• Extract:
The bad news about the flu is that it is, of course, miserable: body aches, a fever greater than 100 degrees, chills, a cough and a sore throat. There’s nothing fun about the symptoms or about the three to four days most sufferers spend bed-ridden.
The good news, however, is that so far this year’s flu outbreak among Stanford students is best described as moderate, as opposed to what much of the rest of the nation has endured.
At the end of January, 45 Stanford students had been diagnosed with influenza. Another 86 had been diagnosed with less severe, but equally miserable, viral respiratory illness, according to Ira Friedman, director of the Vaden Health Center and associate vice provost for student affairs.
Both numbers are higher than the same period last year, when 11 students had been diagnosed with flu and another 45 with a viral illness. But they are much lower than previous flu outbreaks on campus, especially during the 2009-10 H1N1 pandemic.
“Our numbers suggest an elevated level of flu this year, but certainly nothing close to an epidemic level among the students and not nearly as high as the rest of the country,” he said.
Friedman said that about 2 percent of Stanford students who visit the Vaden Health Center are diagnosed with the actual flu. That is far less than the 6 percent rate among Californians in general, according to statistics from the Centers for Disease Control and Prevention (CDC). By comparison, about 9 percent of visits to Vaden during the H1N1 pandemic resulted in a flu diagnosis.
Flu is always a source of great concern at Stanford and other highly residential campuses. Isolating ill students is often challenging in residences. Even when isolation is possible, motivated students often opt to attend classes although they are sick. In addition, college students sometimes fail to get adequate sleep or eat the healthy meals they enjoyed at home, making them more susceptible to illness.

• Prompt A: Decide whether each statement agrees with the Stanford flu article, answering yes or no and quoting the deciding words of the article: (i) By the end of January, 45 Stanford students had been diagnosed with influenza. (ii) Fewer students had been diagnosed with flu than in the same period last year. (iii) About 6 percent of Stanford students who visit the Vaden Health Center are diagnosed with the actual flu.
• Prompt B: Write the next few paragraphs of the Stanford flu article, picking up after its final sentence.

• Dataset:
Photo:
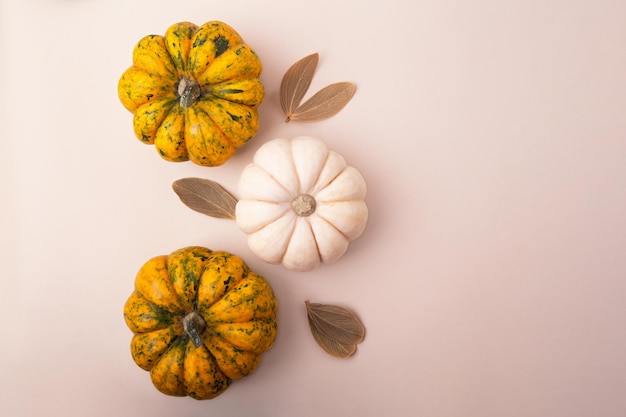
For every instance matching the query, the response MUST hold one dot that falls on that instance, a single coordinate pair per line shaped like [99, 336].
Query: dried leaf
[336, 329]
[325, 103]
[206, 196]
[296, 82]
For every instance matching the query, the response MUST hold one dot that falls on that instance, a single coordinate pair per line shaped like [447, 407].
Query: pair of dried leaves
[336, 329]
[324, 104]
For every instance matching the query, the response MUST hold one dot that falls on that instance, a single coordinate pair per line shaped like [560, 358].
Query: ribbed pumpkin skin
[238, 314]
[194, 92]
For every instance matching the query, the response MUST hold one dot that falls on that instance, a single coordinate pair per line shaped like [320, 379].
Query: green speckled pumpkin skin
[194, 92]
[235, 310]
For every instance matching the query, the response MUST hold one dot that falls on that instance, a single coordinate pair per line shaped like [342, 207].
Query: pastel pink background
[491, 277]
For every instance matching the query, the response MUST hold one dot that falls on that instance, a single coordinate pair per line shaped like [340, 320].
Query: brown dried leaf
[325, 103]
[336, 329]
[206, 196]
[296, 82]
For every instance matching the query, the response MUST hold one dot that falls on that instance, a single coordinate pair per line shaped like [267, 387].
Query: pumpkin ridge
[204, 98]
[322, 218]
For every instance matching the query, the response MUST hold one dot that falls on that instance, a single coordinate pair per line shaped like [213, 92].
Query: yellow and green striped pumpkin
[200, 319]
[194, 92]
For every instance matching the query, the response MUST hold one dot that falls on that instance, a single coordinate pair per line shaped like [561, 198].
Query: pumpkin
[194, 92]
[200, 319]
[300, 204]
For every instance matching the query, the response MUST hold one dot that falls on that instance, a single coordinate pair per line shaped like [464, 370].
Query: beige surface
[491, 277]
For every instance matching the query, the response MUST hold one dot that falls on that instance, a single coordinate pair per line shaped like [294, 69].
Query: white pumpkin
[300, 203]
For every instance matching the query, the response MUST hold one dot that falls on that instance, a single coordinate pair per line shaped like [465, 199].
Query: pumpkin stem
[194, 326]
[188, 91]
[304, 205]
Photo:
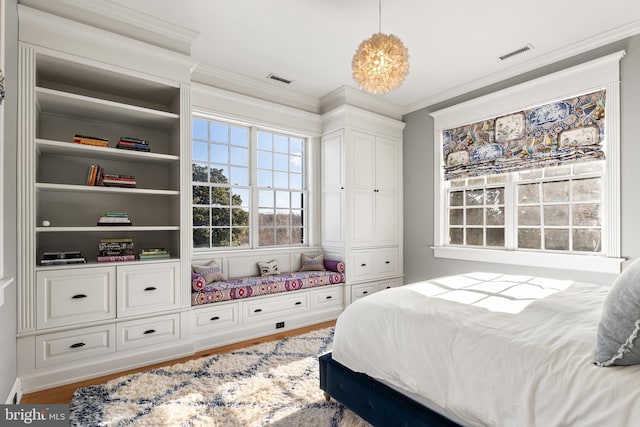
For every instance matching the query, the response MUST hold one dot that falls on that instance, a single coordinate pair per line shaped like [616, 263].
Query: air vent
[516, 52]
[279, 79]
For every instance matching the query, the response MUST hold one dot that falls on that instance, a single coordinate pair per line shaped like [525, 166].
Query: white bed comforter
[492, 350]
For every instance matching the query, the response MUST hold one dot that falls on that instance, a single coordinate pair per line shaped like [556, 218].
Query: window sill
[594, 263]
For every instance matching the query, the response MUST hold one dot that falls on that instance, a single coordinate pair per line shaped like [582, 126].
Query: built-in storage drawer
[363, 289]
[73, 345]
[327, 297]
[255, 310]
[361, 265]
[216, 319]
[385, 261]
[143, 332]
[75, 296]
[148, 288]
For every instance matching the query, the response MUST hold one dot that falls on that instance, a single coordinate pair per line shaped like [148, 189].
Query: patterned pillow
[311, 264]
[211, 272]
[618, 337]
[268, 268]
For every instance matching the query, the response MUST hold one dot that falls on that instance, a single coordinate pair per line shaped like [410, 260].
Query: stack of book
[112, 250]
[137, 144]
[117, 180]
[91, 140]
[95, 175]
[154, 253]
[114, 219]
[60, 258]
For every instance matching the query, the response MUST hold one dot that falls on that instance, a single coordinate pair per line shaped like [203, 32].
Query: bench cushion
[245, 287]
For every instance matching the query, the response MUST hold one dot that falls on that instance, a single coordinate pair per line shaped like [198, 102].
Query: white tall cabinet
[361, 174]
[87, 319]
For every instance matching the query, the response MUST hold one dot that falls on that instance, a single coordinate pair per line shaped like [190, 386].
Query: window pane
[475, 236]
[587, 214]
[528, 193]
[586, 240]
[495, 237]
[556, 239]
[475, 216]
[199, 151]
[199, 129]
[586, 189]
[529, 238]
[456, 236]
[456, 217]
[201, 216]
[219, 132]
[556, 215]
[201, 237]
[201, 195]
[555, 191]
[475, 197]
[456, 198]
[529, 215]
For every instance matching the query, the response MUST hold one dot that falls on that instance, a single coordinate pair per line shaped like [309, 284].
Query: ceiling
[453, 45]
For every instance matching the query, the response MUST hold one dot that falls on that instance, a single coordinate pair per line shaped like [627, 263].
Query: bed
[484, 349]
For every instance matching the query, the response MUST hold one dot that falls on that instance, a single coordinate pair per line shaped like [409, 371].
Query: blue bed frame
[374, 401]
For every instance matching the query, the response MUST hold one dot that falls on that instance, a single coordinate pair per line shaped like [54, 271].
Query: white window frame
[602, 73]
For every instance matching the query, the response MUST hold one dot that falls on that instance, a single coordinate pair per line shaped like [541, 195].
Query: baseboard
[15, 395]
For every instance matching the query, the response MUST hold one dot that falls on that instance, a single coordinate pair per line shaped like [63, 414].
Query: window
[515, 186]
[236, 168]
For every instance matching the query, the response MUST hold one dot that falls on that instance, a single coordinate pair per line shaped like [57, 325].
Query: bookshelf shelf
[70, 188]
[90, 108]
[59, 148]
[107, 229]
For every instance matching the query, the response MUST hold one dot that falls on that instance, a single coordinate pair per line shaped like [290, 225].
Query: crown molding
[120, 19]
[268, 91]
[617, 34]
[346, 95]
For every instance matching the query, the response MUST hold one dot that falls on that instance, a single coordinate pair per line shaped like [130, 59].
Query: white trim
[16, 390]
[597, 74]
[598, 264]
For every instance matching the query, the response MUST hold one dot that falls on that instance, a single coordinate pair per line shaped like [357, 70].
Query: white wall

• Result A:
(i) Yes: "At the end of January, 45 Stanford students had been diagnosed with influenza."
(ii) No: "Both numbers are higher than the same period last year, when 11 students had been diagnosed with flu and another 45 with a viral illness."
(iii) No: "about 2 percent of Stanford students who visit the Vaden Health Center are diagnosed with the actual flu."

• Result B:
This year, Friedman said Stanford placed a heavy emphasis on vaccinating as many faculty, staff and students as possible. The vaccines were administered for free at multiple clinics throughout campus. As a result, more than 7,200 shots were administered. Friedman estimates that about 26 percent of undergraduates were vaccinated, which is an increase of 77 percent from last year.
“Way before we got a clue that this was going to be a big influenza year, we started to plan for more aggressive flu vaccines,” he said. Friedman said Vaden health care providers collaborated with the university’s Occupational Health Center and the Flu Crew, a group of medical students who volunteer to administer shots, to increase the number of vaccination clinics.
“If you can get 26 percent of any population vaccinated, that’s great,” Friedman said, adding, “And that number doesn’t even include the students who might have gotten a vaccination elsewhere.”
Friedman said there is no way to assess whether the higher-than-usual vaccination rate diminished the flu outbreak on campus. But what is clear, according to the CDC, is that the flu vaccination has been found to be about 60 to 65 percent effective at preventing illness.